# [What needs to be done]
The job is to find each line of the records below that includes the word "picture" and copy it.

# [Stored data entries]

---------------

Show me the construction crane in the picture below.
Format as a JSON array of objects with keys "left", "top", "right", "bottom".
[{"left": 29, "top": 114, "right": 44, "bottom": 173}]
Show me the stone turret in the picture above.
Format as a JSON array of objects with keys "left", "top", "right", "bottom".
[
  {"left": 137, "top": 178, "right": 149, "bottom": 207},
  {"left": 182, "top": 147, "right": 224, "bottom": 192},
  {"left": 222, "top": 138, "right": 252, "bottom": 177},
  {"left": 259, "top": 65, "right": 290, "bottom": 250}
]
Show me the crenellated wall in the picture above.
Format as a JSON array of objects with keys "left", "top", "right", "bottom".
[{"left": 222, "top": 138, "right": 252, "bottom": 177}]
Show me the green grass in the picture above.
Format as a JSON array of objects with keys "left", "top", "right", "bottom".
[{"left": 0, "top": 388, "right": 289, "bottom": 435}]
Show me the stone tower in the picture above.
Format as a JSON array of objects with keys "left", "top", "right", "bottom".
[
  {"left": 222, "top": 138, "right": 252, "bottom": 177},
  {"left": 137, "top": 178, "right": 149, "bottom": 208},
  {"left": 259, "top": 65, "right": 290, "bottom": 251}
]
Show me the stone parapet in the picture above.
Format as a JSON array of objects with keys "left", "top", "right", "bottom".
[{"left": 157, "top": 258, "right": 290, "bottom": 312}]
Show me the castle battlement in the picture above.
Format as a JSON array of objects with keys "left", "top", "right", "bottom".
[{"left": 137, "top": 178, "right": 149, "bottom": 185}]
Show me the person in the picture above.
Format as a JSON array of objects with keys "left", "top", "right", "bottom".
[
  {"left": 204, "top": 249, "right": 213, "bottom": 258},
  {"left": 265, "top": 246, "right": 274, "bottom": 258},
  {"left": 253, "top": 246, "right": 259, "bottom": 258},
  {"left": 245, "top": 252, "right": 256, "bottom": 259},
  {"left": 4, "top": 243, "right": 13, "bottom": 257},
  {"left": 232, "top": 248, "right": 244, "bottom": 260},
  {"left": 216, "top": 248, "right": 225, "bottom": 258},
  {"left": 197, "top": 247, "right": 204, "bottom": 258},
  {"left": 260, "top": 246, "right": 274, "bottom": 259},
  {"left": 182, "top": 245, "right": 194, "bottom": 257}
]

---------------

# [Answer to this exercise]
Show me the construction crane in the picture below.
Show me the stone turret in the picture above.
Show me the crenellated wall in the picture above.
Show me the green grass in the picture above.
Show me the stone tower in the picture above.
Show me the stone parapet in the picture above.
Show me the castle battlement in the picture above.
Show me the person in the picture above.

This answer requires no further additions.